[Given data]
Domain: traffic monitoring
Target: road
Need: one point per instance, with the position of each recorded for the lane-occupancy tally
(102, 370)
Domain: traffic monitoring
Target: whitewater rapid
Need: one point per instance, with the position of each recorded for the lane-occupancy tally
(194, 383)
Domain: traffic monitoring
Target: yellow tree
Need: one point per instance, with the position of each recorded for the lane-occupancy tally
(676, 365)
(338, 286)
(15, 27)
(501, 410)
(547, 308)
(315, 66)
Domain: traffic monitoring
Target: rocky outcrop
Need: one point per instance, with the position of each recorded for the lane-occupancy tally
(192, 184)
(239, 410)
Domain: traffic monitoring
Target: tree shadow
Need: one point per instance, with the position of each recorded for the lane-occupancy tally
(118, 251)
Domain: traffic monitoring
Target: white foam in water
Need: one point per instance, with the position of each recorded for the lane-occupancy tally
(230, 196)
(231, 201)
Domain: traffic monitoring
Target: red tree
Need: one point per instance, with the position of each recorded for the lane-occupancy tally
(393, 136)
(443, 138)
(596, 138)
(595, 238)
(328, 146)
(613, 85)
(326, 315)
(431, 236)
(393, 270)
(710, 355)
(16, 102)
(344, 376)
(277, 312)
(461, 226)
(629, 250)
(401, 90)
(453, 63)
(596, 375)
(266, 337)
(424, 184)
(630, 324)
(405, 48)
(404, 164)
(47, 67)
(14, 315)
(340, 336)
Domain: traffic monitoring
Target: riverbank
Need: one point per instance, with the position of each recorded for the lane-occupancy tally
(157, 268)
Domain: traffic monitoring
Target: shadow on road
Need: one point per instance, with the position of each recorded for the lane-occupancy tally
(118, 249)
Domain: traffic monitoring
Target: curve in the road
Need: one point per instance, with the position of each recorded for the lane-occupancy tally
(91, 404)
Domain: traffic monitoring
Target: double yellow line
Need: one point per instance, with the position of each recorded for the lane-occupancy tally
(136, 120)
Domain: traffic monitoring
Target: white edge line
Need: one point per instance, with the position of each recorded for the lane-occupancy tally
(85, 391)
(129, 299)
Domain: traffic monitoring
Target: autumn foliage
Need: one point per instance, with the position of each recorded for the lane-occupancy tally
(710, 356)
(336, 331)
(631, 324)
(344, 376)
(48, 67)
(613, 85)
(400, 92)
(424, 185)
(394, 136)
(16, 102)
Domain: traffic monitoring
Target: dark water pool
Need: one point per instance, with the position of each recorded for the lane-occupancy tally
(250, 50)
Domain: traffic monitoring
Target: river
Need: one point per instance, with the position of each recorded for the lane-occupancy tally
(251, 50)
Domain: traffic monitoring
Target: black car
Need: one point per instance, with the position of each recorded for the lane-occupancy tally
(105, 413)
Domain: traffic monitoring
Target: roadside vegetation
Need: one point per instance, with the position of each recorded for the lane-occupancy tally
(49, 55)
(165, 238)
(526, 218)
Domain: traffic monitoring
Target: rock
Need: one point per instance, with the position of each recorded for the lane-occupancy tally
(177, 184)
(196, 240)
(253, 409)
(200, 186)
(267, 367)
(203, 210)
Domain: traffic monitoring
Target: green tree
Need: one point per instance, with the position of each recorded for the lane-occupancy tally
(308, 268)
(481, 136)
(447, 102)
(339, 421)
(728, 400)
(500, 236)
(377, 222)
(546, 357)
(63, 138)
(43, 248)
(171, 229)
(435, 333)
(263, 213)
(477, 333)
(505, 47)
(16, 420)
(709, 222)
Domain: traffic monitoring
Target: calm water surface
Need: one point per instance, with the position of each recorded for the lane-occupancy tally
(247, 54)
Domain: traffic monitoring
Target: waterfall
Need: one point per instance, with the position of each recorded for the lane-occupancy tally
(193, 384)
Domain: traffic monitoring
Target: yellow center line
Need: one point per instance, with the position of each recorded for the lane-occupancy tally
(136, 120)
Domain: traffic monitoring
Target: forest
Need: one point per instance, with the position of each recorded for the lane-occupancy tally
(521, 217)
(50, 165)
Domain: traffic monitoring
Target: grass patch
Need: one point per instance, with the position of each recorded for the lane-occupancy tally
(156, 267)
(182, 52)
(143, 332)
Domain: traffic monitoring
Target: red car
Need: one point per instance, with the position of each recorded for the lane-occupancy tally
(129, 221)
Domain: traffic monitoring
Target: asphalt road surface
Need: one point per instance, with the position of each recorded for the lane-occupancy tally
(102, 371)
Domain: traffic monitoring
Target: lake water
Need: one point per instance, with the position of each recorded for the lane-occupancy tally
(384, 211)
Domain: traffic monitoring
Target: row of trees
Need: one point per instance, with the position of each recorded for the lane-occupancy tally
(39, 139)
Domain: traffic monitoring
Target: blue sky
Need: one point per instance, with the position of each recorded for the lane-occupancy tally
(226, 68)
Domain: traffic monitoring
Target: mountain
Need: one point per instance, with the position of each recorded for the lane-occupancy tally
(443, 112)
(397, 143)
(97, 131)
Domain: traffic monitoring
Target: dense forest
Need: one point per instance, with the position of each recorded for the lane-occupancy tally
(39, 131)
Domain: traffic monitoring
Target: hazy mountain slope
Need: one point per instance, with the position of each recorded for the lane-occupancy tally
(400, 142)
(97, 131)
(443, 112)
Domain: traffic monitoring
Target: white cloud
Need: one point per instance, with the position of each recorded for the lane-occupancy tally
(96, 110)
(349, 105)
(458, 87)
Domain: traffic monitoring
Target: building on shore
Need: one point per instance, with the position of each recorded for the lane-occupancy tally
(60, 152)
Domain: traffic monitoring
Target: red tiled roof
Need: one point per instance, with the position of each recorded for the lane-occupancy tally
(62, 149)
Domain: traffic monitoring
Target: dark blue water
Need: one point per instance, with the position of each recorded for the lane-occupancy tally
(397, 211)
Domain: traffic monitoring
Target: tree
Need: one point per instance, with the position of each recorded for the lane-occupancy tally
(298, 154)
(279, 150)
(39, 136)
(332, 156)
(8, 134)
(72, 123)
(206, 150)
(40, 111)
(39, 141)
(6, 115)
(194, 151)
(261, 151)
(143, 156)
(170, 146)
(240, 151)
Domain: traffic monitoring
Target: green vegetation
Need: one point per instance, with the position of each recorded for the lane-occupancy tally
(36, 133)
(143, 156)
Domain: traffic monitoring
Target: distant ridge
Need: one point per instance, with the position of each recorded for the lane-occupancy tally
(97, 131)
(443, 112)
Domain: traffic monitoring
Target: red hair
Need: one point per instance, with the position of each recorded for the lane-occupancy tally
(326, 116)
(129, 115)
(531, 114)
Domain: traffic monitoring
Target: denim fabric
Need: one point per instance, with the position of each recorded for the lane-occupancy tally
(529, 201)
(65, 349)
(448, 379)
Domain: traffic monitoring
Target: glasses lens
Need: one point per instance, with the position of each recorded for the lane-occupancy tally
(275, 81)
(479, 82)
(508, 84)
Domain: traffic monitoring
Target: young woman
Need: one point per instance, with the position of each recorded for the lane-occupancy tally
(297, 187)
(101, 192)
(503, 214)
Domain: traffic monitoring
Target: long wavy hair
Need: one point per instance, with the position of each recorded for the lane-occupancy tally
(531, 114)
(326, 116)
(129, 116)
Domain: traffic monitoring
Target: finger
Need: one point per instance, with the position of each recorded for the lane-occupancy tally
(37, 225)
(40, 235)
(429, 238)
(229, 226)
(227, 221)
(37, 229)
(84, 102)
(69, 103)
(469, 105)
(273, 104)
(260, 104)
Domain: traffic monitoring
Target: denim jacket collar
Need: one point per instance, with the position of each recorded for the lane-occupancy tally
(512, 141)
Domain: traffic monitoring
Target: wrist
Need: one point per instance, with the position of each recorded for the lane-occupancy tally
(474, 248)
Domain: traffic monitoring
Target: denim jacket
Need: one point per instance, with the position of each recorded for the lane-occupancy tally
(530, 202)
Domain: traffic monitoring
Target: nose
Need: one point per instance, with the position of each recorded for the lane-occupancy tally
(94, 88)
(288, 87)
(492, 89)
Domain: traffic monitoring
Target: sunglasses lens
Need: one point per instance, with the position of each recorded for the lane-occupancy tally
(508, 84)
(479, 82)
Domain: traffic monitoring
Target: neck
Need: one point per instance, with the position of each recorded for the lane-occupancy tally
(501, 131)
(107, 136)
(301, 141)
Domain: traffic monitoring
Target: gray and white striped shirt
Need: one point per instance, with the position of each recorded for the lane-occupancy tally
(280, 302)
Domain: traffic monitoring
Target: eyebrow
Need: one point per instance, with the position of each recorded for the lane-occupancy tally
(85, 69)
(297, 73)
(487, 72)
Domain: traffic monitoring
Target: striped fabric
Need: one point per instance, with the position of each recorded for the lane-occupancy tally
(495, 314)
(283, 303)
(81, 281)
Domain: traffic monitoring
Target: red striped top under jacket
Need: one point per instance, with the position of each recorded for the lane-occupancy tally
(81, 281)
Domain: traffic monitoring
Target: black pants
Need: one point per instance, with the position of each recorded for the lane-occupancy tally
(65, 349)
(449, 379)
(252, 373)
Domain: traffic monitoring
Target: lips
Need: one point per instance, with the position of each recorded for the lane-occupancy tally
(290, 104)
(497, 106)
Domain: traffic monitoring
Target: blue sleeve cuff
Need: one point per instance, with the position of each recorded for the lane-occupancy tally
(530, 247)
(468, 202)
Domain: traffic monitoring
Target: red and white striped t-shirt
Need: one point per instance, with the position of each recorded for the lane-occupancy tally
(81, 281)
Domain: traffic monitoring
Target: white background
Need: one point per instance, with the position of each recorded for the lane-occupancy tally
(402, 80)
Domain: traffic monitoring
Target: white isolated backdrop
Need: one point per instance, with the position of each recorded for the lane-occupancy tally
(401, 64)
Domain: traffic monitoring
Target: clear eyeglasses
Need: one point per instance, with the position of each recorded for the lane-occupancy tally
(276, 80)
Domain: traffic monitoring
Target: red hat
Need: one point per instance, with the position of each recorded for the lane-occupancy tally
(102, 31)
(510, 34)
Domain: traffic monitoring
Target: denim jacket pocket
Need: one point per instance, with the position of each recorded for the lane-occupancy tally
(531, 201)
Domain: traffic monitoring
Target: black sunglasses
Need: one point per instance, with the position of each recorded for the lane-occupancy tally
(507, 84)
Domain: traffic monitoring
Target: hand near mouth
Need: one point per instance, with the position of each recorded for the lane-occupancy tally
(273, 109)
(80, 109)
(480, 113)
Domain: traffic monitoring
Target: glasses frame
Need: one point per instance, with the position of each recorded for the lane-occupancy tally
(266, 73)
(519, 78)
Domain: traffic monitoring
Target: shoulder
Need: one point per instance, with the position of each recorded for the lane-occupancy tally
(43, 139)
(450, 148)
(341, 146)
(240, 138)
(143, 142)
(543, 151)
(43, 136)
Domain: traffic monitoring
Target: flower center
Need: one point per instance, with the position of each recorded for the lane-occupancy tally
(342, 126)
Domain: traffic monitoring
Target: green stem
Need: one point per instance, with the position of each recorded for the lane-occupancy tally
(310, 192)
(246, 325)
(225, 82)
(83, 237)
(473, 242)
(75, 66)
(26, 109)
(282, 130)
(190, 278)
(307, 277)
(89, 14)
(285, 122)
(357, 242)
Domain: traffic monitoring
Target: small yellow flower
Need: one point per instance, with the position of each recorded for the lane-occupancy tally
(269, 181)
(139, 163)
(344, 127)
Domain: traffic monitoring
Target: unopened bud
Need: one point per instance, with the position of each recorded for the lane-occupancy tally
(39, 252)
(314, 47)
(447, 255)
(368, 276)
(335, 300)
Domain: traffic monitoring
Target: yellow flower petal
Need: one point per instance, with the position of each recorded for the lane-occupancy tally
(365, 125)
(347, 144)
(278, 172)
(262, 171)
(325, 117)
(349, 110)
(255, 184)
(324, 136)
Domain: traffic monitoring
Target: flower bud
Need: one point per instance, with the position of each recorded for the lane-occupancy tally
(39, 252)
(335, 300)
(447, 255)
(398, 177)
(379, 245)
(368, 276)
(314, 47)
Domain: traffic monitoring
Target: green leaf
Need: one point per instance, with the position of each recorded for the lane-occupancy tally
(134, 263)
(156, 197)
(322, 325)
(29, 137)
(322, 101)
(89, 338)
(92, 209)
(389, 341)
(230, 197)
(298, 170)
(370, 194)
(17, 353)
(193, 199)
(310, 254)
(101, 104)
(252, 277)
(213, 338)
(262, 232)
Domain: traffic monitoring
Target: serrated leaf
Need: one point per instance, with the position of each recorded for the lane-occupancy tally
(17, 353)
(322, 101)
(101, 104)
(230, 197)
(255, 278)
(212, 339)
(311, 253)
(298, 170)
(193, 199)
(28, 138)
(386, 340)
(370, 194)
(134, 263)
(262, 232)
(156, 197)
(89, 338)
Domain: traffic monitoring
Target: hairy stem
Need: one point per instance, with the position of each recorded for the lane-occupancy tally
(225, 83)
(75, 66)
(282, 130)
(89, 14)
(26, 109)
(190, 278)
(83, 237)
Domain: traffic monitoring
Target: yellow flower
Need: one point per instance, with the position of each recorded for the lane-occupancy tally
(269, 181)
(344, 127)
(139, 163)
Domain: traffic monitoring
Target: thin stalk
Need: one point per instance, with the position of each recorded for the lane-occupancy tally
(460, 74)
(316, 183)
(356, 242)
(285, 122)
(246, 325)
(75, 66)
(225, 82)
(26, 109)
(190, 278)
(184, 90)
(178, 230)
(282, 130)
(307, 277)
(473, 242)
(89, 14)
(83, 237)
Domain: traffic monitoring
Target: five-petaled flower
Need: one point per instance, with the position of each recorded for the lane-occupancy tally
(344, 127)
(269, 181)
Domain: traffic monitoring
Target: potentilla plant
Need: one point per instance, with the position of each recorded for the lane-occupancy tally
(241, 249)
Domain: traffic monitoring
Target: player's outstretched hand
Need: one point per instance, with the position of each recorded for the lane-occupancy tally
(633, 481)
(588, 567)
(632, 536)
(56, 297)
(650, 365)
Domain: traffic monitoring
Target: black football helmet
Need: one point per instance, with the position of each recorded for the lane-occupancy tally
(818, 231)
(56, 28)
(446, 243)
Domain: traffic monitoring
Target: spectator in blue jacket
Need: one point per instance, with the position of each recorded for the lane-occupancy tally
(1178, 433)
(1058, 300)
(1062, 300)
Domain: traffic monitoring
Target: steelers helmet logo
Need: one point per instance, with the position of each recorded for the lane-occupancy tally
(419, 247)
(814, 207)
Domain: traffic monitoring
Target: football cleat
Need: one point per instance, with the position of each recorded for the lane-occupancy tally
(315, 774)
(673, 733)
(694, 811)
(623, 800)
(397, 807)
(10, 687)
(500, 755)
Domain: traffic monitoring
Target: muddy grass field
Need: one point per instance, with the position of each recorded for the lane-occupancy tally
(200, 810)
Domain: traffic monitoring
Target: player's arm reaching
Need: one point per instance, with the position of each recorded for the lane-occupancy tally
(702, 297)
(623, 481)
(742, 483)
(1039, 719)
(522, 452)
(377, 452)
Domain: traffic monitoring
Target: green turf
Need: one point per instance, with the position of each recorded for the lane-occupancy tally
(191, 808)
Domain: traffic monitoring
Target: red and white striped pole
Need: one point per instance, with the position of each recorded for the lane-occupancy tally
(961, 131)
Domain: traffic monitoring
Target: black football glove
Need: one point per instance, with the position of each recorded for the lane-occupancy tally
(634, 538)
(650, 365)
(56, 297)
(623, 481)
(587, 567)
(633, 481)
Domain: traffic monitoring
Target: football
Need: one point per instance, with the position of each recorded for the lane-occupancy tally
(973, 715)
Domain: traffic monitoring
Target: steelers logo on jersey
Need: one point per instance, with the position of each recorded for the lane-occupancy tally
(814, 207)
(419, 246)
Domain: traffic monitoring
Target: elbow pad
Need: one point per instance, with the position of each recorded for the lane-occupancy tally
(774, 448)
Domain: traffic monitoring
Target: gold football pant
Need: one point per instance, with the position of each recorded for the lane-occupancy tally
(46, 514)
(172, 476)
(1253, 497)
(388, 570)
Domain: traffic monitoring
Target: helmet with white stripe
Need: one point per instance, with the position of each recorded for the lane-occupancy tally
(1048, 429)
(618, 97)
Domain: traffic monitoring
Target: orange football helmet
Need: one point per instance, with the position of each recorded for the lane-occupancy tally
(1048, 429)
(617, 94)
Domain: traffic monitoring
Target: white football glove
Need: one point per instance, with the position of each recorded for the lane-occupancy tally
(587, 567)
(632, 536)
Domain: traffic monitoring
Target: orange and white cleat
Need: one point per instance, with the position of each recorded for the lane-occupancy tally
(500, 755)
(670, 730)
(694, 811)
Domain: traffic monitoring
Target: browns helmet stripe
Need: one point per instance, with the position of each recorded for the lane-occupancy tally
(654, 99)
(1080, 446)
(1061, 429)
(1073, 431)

[Exercise requirements] How many of the lines above contain the string "fabric"? Reply with the number only.

[Expected answer] 2